DATA PROVIDED |

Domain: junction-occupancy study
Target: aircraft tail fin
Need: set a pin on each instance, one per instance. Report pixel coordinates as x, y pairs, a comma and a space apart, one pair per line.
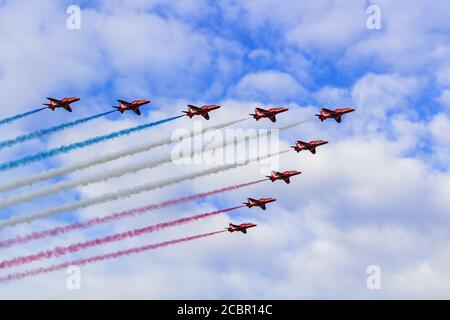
205, 115
189, 114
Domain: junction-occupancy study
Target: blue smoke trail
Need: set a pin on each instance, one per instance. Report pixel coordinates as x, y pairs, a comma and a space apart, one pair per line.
77, 145
19, 116
43, 132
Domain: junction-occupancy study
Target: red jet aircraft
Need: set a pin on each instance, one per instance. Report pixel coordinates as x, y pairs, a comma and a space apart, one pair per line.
200, 111
63, 103
285, 175
259, 203
241, 227
133, 106
269, 113
311, 146
335, 114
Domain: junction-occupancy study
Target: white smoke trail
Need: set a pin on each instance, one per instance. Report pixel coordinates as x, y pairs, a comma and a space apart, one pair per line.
102, 159
115, 173
125, 193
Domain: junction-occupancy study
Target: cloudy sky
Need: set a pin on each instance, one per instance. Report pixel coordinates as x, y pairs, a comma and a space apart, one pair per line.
377, 194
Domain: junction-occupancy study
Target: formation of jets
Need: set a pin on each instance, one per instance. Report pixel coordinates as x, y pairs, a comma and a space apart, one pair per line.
203, 111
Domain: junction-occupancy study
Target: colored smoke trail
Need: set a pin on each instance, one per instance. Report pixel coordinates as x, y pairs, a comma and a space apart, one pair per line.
125, 193
104, 159
43, 132
73, 248
118, 216
20, 116
103, 176
99, 258
77, 145
113, 173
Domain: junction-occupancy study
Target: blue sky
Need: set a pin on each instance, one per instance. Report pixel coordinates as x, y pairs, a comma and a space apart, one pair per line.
377, 194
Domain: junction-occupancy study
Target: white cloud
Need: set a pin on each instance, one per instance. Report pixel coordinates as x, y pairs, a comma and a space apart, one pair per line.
268, 85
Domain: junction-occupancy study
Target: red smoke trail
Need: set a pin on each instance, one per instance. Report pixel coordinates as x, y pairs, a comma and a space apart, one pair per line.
59, 251
113, 255
116, 216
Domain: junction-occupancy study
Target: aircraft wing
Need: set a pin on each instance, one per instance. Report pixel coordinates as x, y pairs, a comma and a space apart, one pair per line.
54, 100
125, 103
261, 110
194, 108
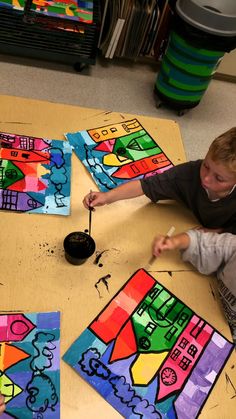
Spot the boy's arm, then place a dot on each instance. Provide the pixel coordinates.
(207, 251)
(130, 189)
(161, 243)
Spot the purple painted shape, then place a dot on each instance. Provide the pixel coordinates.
(202, 380)
(17, 201)
(48, 320)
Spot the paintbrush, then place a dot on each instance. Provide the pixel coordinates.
(153, 258)
(90, 212)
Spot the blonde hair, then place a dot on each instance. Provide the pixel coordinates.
(223, 149)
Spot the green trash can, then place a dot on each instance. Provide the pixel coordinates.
(192, 57)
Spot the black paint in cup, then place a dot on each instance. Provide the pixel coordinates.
(78, 247)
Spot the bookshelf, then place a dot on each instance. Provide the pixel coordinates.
(135, 28)
(50, 30)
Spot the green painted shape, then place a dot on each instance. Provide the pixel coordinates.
(159, 320)
(209, 53)
(136, 146)
(10, 174)
(181, 97)
(196, 69)
(170, 72)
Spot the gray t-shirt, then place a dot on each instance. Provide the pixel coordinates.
(182, 183)
(216, 253)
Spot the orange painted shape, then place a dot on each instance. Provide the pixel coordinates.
(11, 355)
(125, 344)
(23, 186)
(111, 320)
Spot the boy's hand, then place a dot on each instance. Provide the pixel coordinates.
(95, 199)
(162, 243)
(2, 404)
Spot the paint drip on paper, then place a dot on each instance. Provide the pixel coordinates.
(148, 354)
(30, 365)
(35, 174)
(117, 153)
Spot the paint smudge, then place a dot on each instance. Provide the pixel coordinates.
(104, 281)
(212, 292)
(229, 382)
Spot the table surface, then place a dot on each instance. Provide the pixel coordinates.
(33, 278)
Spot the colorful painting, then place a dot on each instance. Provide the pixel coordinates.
(148, 354)
(34, 174)
(30, 365)
(117, 153)
(80, 11)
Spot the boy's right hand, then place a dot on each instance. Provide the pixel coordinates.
(161, 243)
(2, 404)
(95, 199)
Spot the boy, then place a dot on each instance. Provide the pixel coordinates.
(207, 187)
(209, 253)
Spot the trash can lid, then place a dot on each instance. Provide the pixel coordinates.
(217, 17)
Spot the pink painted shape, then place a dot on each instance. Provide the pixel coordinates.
(195, 325)
(105, 146)
(15, 141)
(14, 327)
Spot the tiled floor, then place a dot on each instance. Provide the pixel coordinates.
(120, 86)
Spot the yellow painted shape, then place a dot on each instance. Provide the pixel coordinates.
(16, 3)
(146, 366)
(8, 388)
(69, 11)
(112, 160)
(2, 353)
(110, 132)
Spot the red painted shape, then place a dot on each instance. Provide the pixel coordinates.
(141, 167)
(105, 146)
(24, 155)
(14, 327)
(110, 321)
(125, 344)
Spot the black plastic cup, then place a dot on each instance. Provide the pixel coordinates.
(78, 247)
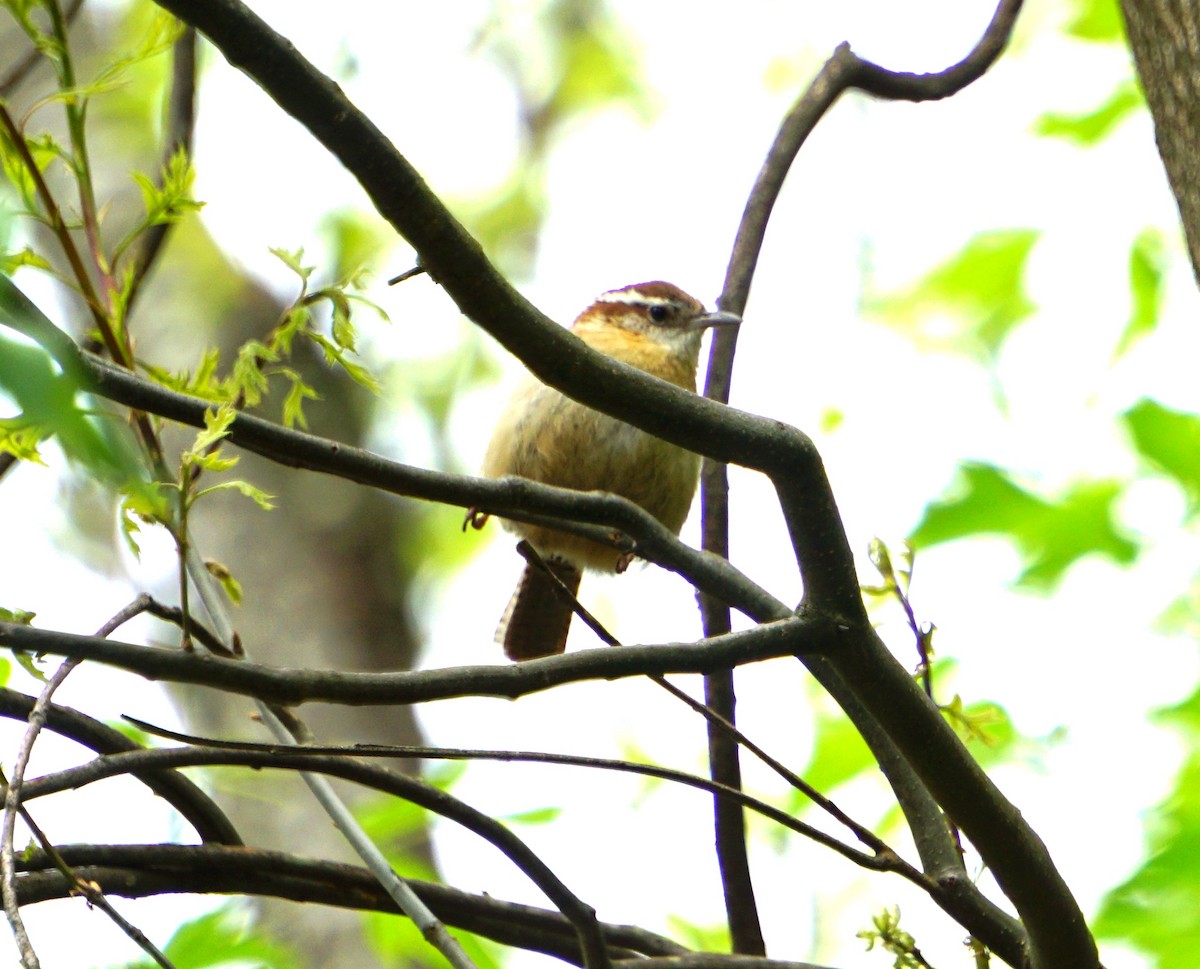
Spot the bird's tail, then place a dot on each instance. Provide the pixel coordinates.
(539, 614)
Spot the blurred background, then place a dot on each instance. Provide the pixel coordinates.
(979, 308)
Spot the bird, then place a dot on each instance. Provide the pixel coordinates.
(547, 437)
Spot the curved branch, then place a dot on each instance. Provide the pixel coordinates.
(193, 805)
(143, 870)
(882, 860)
(577, 913)
(1013, 852)
(291, 687)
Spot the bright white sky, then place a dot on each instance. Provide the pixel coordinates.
(900, 186)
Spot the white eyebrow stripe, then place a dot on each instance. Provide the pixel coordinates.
(634, 298)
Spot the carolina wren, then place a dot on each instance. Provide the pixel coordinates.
(552, 439)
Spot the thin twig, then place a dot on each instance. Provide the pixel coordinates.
(883, 860)
(143, 870)
(719, 723)
(12, 806)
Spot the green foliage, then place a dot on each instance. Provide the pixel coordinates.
(570, 60)
(47, 404)
(714, 938)
(889, 937)
(839, 754)
(1157, 909)
(1093, 126)
(396, 942)
(1097, 20)
(1050, 534)
(166, 200)
(220, 939)
(981, 289)
(1170, 441)
(1147, 271)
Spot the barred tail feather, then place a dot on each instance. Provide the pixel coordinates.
(539, 614)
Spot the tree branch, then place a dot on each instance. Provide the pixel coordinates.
(1014, 853)
(143, 870)
(424, 795)
(295, 686)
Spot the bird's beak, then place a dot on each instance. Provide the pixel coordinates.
(713, 319)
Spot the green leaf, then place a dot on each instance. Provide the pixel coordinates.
(1170, 441)
(11, 262)
(1157, 909)
(981, 290)
(257, 495)
(222, 938)
(217, 422)
(293, 402)
(534, 816)
(228, 582)
(28, 661)
(1093, 126)
(293, 260)
(1147, 271)
(1098, 20)
(839, 754)
(48, 408)
(1050, 534)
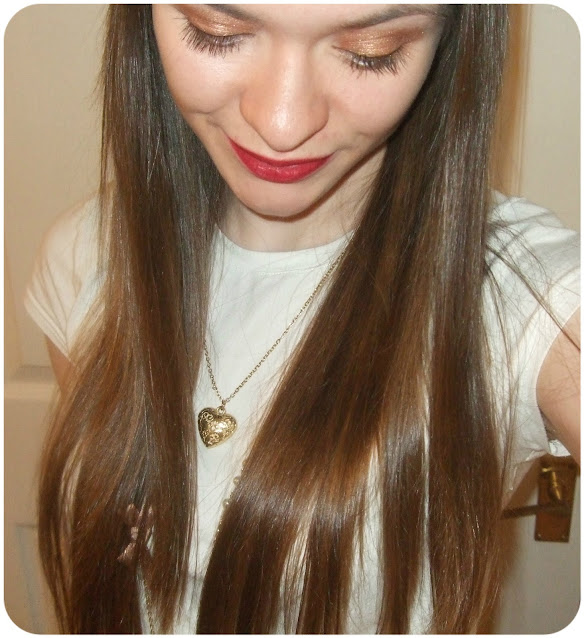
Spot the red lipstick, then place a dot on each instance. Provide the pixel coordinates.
(281, 171)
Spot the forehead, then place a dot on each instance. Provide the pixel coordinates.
(318, 17)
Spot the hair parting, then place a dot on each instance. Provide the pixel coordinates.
(388, 385)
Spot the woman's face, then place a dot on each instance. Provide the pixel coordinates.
(295, 102)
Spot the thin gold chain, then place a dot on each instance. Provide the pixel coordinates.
(276, 343)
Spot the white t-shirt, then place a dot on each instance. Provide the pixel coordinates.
(254, 296)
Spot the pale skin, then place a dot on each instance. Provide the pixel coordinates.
(290, 85)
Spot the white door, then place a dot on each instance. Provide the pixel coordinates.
(51, 150)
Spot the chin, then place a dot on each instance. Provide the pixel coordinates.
(281, 206)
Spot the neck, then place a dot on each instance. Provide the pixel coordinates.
(290, 229)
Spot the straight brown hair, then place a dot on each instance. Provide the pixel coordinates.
(390, 384)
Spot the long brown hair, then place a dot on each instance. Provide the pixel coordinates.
(390, 384)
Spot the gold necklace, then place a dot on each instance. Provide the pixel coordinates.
(215, 424)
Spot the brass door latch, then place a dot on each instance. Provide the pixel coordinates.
(553, 512)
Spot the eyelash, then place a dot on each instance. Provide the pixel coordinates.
(200, 40)
(216, 45)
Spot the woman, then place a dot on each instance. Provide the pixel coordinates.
(297, 367)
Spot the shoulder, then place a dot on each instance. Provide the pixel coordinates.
(65, 275)
(533, 256)
(531, 291)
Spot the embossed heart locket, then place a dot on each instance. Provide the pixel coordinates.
(215, 425)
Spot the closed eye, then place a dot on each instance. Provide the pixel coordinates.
(199, 40)
(390, 63)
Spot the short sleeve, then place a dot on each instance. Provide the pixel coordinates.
(534, 288)
(65, 280)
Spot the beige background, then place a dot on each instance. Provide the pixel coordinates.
(51, 149)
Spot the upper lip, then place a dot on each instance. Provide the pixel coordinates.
(275, 162)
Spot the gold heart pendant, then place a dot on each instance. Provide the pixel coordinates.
(215, 425)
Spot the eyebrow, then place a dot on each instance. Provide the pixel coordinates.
(388, 14)
(397, 11)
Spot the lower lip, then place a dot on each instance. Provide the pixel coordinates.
(280, 172)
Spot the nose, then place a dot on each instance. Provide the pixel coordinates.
(283, 101)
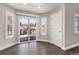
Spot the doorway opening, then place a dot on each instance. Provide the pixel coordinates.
(27, 28)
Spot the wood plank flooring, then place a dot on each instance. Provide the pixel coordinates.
(38, 48)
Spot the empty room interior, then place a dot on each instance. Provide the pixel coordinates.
(39, 29)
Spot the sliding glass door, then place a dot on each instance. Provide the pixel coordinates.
(27, 28)
(32, 28)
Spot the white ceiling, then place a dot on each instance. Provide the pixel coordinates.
(35, 7)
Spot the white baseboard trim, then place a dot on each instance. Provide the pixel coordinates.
(7, 46)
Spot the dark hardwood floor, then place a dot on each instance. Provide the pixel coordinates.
(38, 48)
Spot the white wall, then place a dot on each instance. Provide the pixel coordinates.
(3, 41)
(71, 39)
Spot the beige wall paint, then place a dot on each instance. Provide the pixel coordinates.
(70, 37)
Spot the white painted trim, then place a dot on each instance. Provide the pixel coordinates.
(7, 46)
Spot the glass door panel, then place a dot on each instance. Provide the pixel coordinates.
(32, 28)
(24, 28)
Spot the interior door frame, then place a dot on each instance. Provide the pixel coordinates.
(19, 26)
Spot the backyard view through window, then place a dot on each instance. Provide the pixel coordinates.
(27, 28)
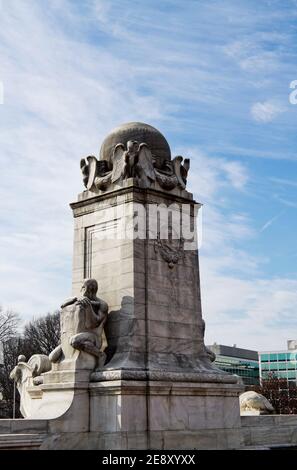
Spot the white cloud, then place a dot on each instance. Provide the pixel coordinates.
(266, 111)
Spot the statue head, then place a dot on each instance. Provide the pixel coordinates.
(132, 146)
(89, 288)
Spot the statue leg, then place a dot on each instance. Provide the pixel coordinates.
(86, 342)
(56, 354)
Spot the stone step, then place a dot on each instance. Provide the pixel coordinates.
(21, 441)
(23, 426)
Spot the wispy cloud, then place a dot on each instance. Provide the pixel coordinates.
(266, 111)
(270, 222)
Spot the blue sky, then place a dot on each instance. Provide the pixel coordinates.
(214, 77)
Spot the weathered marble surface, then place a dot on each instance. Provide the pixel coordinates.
(155, 321)
(253, 403)
(134, 150)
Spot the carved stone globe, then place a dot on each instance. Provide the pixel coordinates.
(140, 132)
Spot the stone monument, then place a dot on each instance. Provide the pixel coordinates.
(132, 370)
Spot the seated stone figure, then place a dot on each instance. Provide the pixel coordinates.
(82, 323)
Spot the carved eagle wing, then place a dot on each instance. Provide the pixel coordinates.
(145, 161)
(118, 162)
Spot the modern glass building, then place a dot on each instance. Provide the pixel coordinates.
(238, 361)
(282, 364)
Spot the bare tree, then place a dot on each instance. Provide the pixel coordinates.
(43, 334)
(8, 324)
(40, 336)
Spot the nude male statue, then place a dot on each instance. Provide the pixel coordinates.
(82, 322)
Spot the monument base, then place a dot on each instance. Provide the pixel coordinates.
(156, 415)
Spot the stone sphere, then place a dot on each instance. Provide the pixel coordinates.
(141, 132)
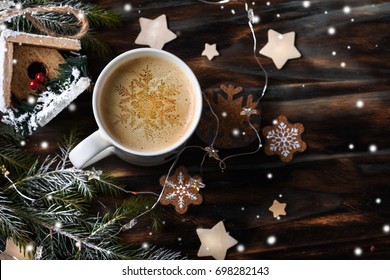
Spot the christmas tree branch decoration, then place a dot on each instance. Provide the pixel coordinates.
(52, 17)
(30, 14)
(47, 211)
(61, 91)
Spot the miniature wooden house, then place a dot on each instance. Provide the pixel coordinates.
(23, 55)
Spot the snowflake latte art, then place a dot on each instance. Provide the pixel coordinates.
(148, 104)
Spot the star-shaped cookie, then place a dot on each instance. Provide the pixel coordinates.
(278, 209)
(215, 242)
(181, 190)
(155, 33)
(280, 47)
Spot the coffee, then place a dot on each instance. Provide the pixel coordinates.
(147, 104)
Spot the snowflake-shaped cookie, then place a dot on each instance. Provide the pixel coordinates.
(181, 190)
(284, 139)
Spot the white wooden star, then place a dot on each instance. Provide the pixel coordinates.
(280, 47)
(154, 32)
(215, 242)
(210, 51)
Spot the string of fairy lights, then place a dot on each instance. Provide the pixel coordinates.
(210, 151)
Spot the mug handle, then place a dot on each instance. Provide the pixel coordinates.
(90, 150)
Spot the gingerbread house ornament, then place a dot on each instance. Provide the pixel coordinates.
(22, 55)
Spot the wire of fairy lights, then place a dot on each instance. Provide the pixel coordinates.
(210, 151)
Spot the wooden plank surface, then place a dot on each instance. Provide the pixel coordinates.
(330, 190)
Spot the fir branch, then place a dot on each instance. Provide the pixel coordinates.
(66, 24)
(49, 206)
(12, 154)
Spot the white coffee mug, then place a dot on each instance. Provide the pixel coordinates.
(101, 144)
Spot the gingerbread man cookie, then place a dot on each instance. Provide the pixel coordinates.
(181, 190)
(284, 139)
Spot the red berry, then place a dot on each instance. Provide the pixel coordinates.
(40, 77)
(33, 85)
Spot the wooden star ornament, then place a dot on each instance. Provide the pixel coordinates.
(280, 48)
(215, 242)
(278, 209)
(210, 51)
(155, 33)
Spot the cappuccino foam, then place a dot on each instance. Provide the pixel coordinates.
(147, 104)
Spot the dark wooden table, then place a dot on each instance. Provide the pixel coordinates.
(331, 190)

WHAT IS REQUIRED |
Return only the stretch of the material above from the line holding "Target: cloudy sky" through the line holding "Target: formation of jets", copied exactly.

RESPONSE AREA |
Target: cloudy sky
Need: set a pin on each instance, one per instance. Report pixel coordinates as x, y pairs, a comma and a space apart, one pair per line.
377, 194
Domain: junction-occupancy study
Target: formation of jets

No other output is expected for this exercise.